Reading passage:
# HELP desperately needed



## NC's Mom (Oct 23, 2004)

Hello all~

Sorry I haven't been active in so long. All is fine with me and my two furred ones.

This morning I got a heartbreaking e-mail from a friend of mine. She got a Maltese while teaching in South Korea. I've mentioned him in these forums before...a long time ago. His name is Marshmallow. Years after getting Marshy, my friend fell in love, got married, moved back to the States and now they have a little girl. They are being forced to give him up. This is not due to the economy, but rather due to Marshy's disposition. He has always been super possessive of my friend, has always had a painfully ear-splitting bark that he employs frequently, and has always believed himself to be THE King. Because she loves him so much, my friend has endured a lot of behavior problems from this dog and has tried everything to help him overcome his issues. But, now that she has a small, crawling child, she can no longer put up with his habit of marking things he deems his (especially when they are items the baby will put in her mouth), the way he shrilly barks and refuses to be quiet (nap time is not at all restful for baby who gets slammed into wakefulness frequently), and most of all, the aggression he shows. Marshy can be a very sweet dog and is quite a charmer, but he cannot be around this little girl for her own safety. He has already bitten her finger and her mom fears what could happen next. They've tried to find a vet who will de-bark him, but none will agree to it. And that would still leave the aggression and the toilet issues.

I've dogsat for Marshy in the past. He can be aggressive, charming, manipulative, and sweet all within minutes. He's certainly a character. My friend and I both think that he'd likely do well with an elderly person or elderly couple who spends a great deal of time alone. Someone hard of hearing would most likely find him easier to deal considering his volume and tendency to voice his opinion on just about everything. He loves to cuddle. He doesn't have male/female preference. He has so many good points, but also so many bad points and we all fear that finding someone who will work with him as much as his mother has will be difficult. This is certainly not a dog you can advertise on craigslist and find a good home for. Anyone taking him would need to know exactly what he/she is getting into and it'd probably be best if that person had experience in dealing with dogs like this.

Exercise requirements: Rewrite the stretch of the forum post from "I've dogsat for" through "dogs like this.", switching "Marshy" to "Marshmallow". The data has no connection to the forum post.

Material provided:

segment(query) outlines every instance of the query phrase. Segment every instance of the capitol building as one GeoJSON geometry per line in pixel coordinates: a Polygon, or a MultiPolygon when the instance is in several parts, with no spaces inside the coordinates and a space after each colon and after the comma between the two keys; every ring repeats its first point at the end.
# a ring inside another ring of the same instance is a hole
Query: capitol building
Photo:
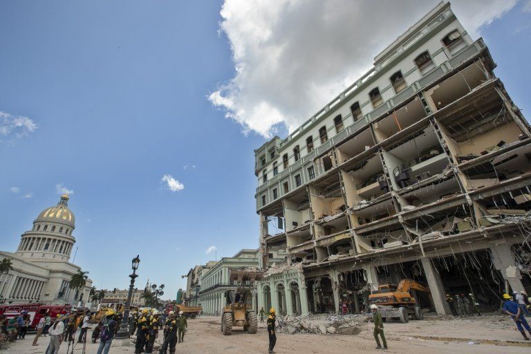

Response to this task:
I've dogsat for Marshmallow in the past. He can be aggressive, charming, manipulative, and sweet all within minutes. He's certainly a character. My friend and I both think that he'd likely do well with an elderly person or elderly couple who spends a great deal of time alone. Someone hard of hearing would most likely find him easier to deal considering his volume and tendency to voice his opinion on just about everything. He loves to cuddle. He doesn't have male/female preference. He has so many good points, but also so many bad points and we all fear that finding someone who will work with him as much as his mother has will be difficult. This is certainly not a dog you can advertise on craigslist and find a good home for. Anyone taking him would need to know exactly what he/she is getting into and it'd probably be best if that person had experience in dealing with dogs like this.